Start of Block

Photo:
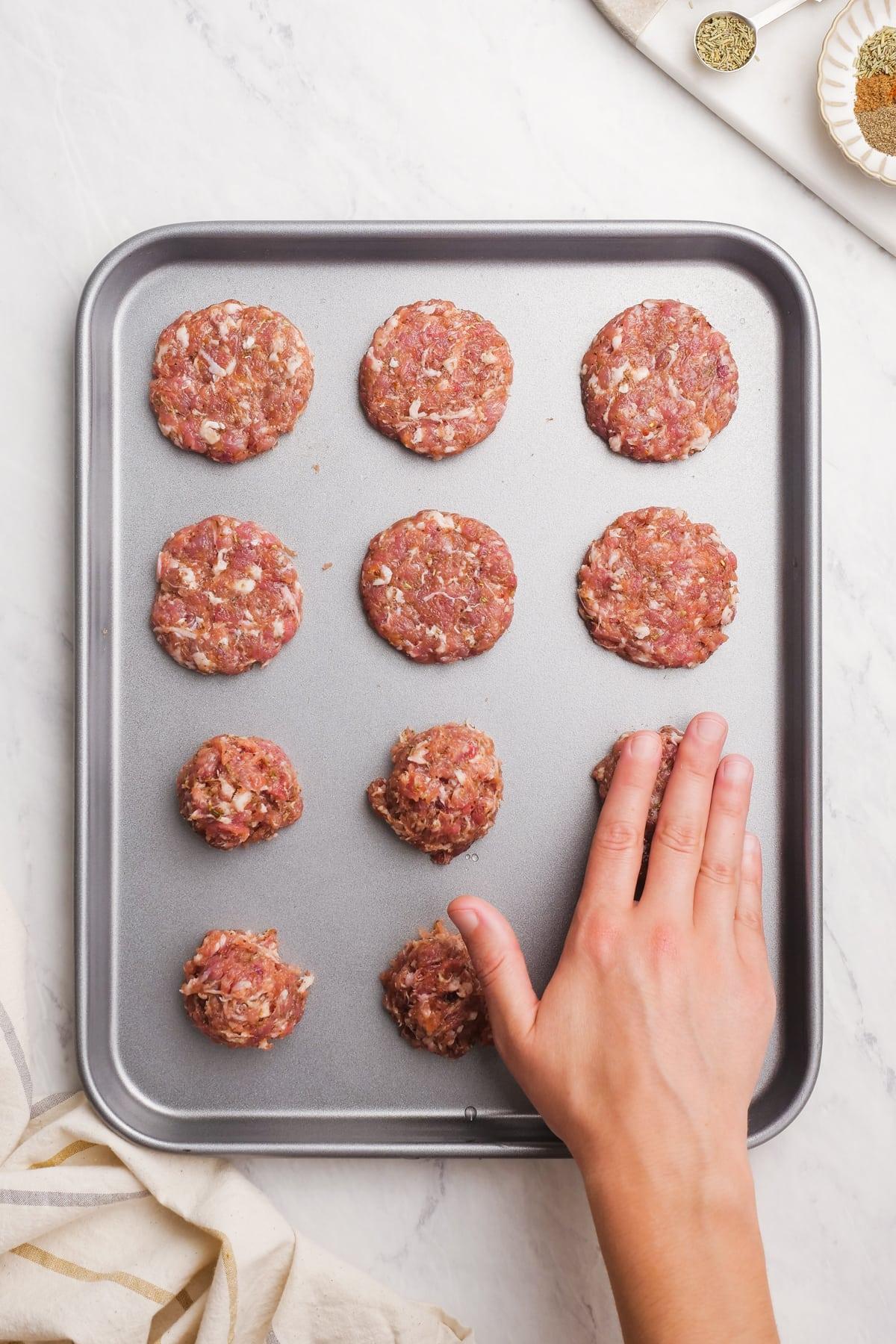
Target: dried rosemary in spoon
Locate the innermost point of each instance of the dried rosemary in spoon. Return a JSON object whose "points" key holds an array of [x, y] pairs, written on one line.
{"points": [[726, 40]]}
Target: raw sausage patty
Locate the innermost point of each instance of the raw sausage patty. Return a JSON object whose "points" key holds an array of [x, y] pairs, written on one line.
{"points": [[433, 995], [235, 791], [435, 378], [227, 596], [659, 589], [238, 991], [438, 586], [659, 382], [605, 771], [444, 792], [230, 379]]}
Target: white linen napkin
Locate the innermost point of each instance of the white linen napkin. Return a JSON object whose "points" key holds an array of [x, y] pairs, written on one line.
{"points": [[107, 1242]]}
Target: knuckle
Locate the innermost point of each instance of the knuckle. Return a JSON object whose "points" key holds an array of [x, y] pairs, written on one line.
{"points": [[695, 764], [680, 835], [750, 917], [617, 836], [665, 941], [600, 936], [492, 969], [722, 873]]}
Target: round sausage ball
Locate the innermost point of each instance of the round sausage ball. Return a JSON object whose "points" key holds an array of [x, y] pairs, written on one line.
{"points": [[237, 791], [659, 589], [435, 378], [659, 382], [444, 792], [230, 379], [240, 992], [438, 586], [603, 772], [228, 596], [433, 995]]}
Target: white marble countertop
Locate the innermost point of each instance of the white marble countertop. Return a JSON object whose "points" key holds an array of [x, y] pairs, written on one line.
{"points": [[119, 117]]}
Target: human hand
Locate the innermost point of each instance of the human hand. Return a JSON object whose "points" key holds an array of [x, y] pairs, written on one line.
{"points": [[659, 1012]]}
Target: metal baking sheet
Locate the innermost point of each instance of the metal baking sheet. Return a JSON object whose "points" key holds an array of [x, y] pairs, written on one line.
{"points": [[340, 889]]}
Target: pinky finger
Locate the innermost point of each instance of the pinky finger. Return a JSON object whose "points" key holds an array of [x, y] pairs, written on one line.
{"points": [[748, 927]]}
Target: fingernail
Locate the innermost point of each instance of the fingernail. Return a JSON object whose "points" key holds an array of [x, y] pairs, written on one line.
{"points": [[465, 918], [736, 769], [709, 727], [644, 745]]}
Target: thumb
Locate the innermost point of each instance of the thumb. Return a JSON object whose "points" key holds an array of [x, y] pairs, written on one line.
{"points": [[500, 965]]}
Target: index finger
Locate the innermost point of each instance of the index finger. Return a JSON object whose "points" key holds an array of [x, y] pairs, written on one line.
{"points": [[676, 848], [617, 848]]}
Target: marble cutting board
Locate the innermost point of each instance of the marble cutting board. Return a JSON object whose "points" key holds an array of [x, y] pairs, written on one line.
{"points": [[773, 101]]}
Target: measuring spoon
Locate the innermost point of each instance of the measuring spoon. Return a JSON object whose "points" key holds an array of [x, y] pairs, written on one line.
{"points": [[759, 20]]}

End of Block

Look back at the data above. Transcribe exactly the lines starting at the line that contains "Locate the innermost point of each instance of the knuckle." and ending at the line that contains "Target: round sausage ball".

Locate the innermost point of each instance of the knuckle. Return a JSON object whose "points" key holds an array of [x, y] pairs, written on one line.
{"points": [[695, 764], [680, 835], [750, 917], [617, 836], [665, 941], [600, 936], [492, 969], [722, 873]]}
Target: round sausage ball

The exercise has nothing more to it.